Problem to solve:
Count the lines in the data below that contain the string "floor". Reply with the number only.

Input records:
## start

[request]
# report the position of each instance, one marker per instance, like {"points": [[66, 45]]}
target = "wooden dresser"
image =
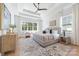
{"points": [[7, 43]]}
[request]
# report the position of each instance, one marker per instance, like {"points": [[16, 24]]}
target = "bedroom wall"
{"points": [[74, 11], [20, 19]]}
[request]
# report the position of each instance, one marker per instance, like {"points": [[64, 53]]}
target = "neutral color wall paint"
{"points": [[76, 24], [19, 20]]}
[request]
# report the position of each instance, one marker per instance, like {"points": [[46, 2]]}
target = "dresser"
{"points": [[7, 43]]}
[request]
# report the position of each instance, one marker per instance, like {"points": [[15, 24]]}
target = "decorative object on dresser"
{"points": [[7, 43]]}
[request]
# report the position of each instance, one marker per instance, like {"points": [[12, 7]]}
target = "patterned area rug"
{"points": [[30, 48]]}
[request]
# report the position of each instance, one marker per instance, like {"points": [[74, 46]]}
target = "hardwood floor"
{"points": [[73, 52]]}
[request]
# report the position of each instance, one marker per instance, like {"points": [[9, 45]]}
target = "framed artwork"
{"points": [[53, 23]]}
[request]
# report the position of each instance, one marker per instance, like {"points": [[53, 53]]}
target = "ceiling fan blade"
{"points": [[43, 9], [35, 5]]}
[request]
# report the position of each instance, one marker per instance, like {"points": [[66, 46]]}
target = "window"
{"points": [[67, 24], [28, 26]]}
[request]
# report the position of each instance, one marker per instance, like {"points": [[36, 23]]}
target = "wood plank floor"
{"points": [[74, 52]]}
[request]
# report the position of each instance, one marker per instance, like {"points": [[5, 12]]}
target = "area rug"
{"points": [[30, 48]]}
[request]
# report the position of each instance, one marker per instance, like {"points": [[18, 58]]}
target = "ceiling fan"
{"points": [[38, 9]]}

## end
## start

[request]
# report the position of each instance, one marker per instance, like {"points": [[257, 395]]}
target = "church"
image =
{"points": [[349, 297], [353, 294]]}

## end

Answer for the task:
2